DATA IN THIS EXERCISE:
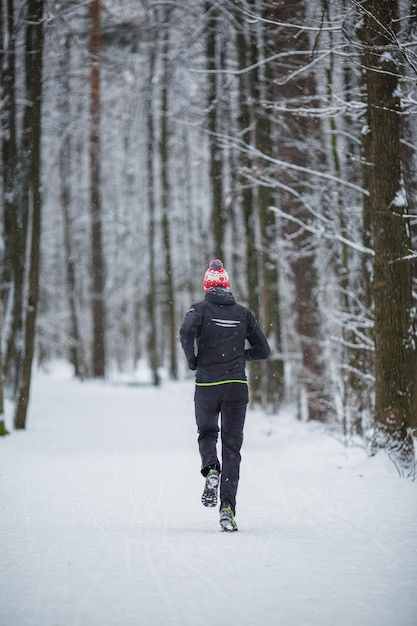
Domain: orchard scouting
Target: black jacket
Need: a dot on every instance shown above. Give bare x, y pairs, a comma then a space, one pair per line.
213, 336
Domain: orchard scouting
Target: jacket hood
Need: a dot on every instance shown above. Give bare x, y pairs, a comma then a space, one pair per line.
220, 295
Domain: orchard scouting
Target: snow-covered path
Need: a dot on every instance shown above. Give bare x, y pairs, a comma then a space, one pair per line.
101, 522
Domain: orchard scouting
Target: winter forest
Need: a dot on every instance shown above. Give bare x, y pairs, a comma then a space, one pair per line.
140, 139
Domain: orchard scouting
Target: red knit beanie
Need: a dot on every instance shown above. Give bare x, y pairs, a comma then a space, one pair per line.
216, 276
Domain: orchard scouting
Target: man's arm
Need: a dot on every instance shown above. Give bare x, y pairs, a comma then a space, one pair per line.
259, 345
189, 332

WHAT YOU WILL DO: Output the entire listing above line for line, without the picture markers.

SOLUTION TO THIS TASK:
Domain: orchard scouting
Target: black jacket
Need: a dot on every instance shown above. Give bare x, y pairs, a comma then a space, one pair per line.
213, 336
Domain: orchard scouting
Target: jacket hood
Need: a dot on every instance shown above. Give bare x, y pairs, a comma then a space, one pair per line.
220, 295
Domain: orchard scouting
Target: snow-covered path
Need: a dot on every instance shown above. Give bare x, y pairs, a comma then a space, one pair per line.
101, 522
Domain: orchard scouting
Target: winter forest
Need: a dot on every instance shown above. Give bare x, y pairs, a comma then a space, one pair per line.
140, 139
Domain: orchard scouting
Target: red knit beanie
Need: a dot on every instance shown above. Give bare x, y pairs, a comma then a space, one pair per line.
216, 276
Domain: orchard scouting
Target: man's arm
Need: a dot on every instance shown above. Give bare x, y pairs, a comma then a space, one pair per line.
259, 345
189, 332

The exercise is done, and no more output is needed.